Texto mostrado:
------------------------------------------------------------

Por eso cuando llego a Lubiana siempre acudo al Mons, ubicado en pleno parque Tívoli. El Mons es un establecimiento de cuatro estrellas que normalmente se saldría de mi presupuesto de viajero profesional si no fuera porque éste fue el lugar donde me alojé en mi primer viaje por estos parajes, allá por el 2009, cuando me dirigía a Asia Central. Eso lo ha convertido para mí en un lugar de referencia. 

Estas notas que transcribo forman parte de mi diario de entonces: “El edificio es polícromo. Se parece a un cubo de Rubik. Los colores son absolutos. El verde es muy verde. Rojos categóricos. Azules sin discusión. Nada es tenue, difuso o vago. Es como alojarse en el tablero del parchís. En el restaurante las mesas son de formica gris, un gris gris, el gris más gris que haya visto nunca. Las sillas son de madera roja con las patas tubulares y metálicas. Hay también un banco acolchado de skay verde manzana. Me rodean grandes cristaleras. Fuera restalla el bosque verdísimo, el cielo azulísimo y unas nubes arrepentidas de la lluvia que han descargado en un breve arrebato.”

La treta del viajero

La solución para que alojarme en el Mons no arruine mi bolsillo consiste en, por un lado, pedir rebaja (algo que hago siempre), a lo que siempre acceden. La otra consiste en acampar la noche antes en mitad del bosque a no mucha distancia de la ciudad. De modo que una vez levantado el campamento, a las 9.30 de la mañana entraba por la puerta de recepción y diez minutos después estaba en una habitación confortabilísima, con un Internet veloz como nave espacial.

Mientras estaba en recepción un tipo vio la moto y mi pinta de motorista pordiosero y me abordó. 

- Me llamo Matías, vivo en Belgrado, tengo una GS 1200 y sueño con hacer un día lo mismo que tú.

------------------------------------------------------------

[Registros de señalamiento de objetos nombrados]
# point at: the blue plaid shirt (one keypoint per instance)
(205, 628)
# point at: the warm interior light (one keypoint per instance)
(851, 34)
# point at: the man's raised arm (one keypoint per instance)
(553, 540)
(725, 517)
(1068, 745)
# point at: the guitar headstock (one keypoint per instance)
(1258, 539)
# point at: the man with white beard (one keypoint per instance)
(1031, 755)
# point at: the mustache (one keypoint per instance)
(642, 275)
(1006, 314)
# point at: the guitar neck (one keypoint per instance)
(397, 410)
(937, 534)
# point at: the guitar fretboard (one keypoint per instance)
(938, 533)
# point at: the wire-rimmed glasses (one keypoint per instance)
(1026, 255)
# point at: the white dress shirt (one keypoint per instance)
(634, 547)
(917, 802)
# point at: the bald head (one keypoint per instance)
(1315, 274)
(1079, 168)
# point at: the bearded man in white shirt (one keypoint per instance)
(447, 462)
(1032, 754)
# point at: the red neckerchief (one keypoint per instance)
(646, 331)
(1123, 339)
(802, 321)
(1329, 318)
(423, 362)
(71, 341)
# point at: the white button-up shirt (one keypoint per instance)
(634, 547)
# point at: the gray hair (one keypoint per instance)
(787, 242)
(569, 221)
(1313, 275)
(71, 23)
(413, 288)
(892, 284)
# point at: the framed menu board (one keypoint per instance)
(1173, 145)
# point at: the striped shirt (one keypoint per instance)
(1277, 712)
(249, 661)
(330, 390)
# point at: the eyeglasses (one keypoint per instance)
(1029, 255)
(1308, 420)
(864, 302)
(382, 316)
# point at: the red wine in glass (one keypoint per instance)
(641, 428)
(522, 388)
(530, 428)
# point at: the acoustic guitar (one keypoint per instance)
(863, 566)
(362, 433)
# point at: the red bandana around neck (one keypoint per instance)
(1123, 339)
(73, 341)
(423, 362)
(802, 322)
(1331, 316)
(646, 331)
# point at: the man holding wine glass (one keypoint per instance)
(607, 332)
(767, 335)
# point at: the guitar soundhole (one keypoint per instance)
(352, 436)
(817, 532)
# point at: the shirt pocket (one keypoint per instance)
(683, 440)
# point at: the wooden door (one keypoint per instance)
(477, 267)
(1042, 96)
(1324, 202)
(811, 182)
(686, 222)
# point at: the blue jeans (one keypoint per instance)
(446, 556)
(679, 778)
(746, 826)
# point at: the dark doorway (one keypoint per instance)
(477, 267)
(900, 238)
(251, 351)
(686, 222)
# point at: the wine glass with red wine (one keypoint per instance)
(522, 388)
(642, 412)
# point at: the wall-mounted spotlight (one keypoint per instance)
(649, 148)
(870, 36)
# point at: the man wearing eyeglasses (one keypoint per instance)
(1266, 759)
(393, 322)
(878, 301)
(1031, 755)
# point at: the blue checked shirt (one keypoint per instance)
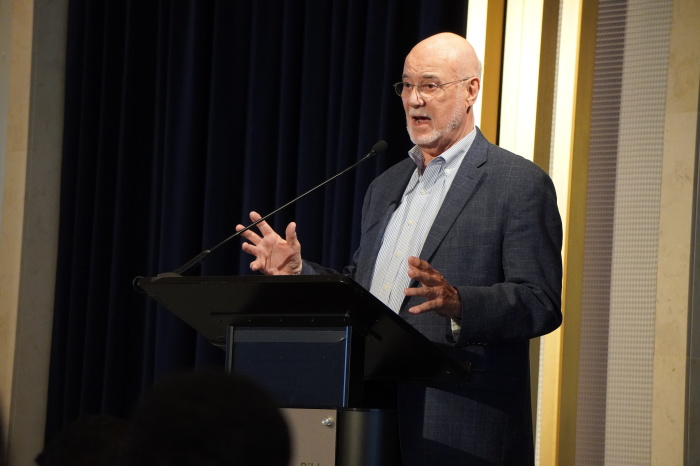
(409, 225)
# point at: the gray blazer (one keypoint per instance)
(497, 239)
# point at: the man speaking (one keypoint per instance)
(463, 240)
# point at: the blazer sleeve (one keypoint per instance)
(527, 302)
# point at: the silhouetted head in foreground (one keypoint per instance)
(207, 419)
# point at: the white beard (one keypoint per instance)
(435, 134)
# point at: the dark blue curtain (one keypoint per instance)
(180, 118)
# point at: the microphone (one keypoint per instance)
(380, 146)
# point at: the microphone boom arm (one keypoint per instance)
(377, 148)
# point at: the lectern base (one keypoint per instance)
(343, 437)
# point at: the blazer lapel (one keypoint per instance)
(466, 180)
(388, 196)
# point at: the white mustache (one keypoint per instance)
(418, 114)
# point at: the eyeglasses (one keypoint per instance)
(404, 89)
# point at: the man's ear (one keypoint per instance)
(473, 88)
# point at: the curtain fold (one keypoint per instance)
(180, 118)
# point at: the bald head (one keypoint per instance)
(450, 51)
(441, 82)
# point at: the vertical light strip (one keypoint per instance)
(671, 432)
(485, 22)
(569, 168)
(636, 233)
(521, 66)
(17, 58)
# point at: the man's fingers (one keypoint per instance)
(250, 235)
(290, 234)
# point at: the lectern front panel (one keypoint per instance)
(300, 367)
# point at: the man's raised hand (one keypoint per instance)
(273, 254)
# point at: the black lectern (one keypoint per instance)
(317, 342)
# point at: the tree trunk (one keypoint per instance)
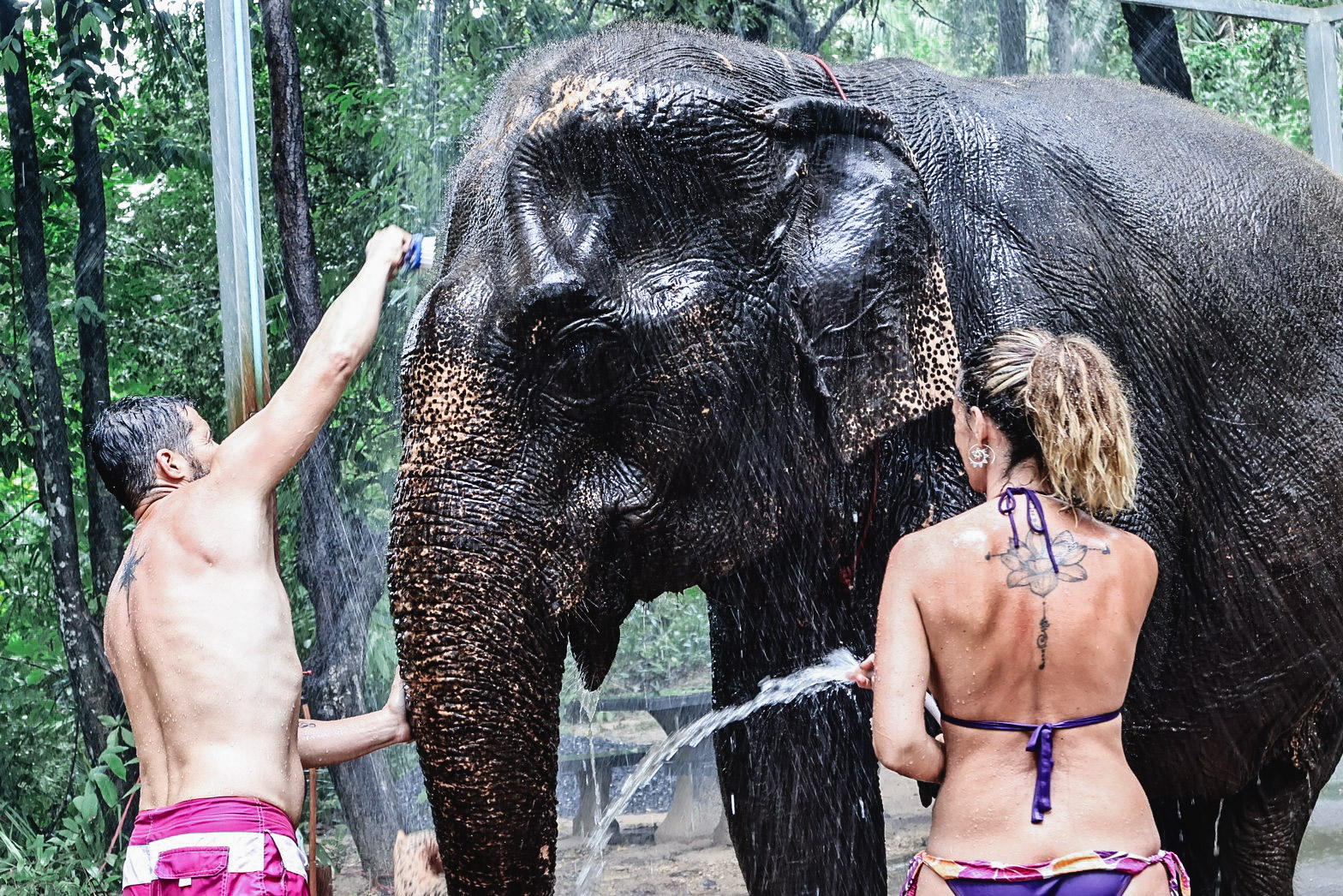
(1059, 35)
(93, 684)
(385, 62)
(338, 563)
(1156, 54)
(1012, 37)
(105, 543)
(437, 21)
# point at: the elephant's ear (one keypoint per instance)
(864, 274)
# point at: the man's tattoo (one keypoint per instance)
(128, 569)
(1029, 567)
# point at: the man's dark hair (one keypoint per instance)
(129, 433)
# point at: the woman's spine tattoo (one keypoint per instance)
(1029, 566)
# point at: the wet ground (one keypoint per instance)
(683, 869)
(1319, 867)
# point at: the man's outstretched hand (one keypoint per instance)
(864, 672)
(387, 248)
(395, 707)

------------------------------------------------------------

Instrucción dada:
Copia el tramo del texto sobre el viaje a Lubiana que va desde "La treta del" hasta "como nave espacial." y renombra "Mons" como "hotel Tívoli".

Resultado:
La treta del viajero

La solución para que alojarme en el hotel Tívoli no arruine mi bolsillo consiste en, por un lado, pedir rebaja (algo que hago siempre), a lo que siempre acceden. La otra consiste en acampar la noche antes en mitad del bosque a no mucha distancia de la ciudad. De modo que una vez levantado el campamento, a las 9.30 de la mañana entraba por la puerta de recepción y diez minutos después estaba en una habitación confortabilísima, con un Internet veloz como nave espacial.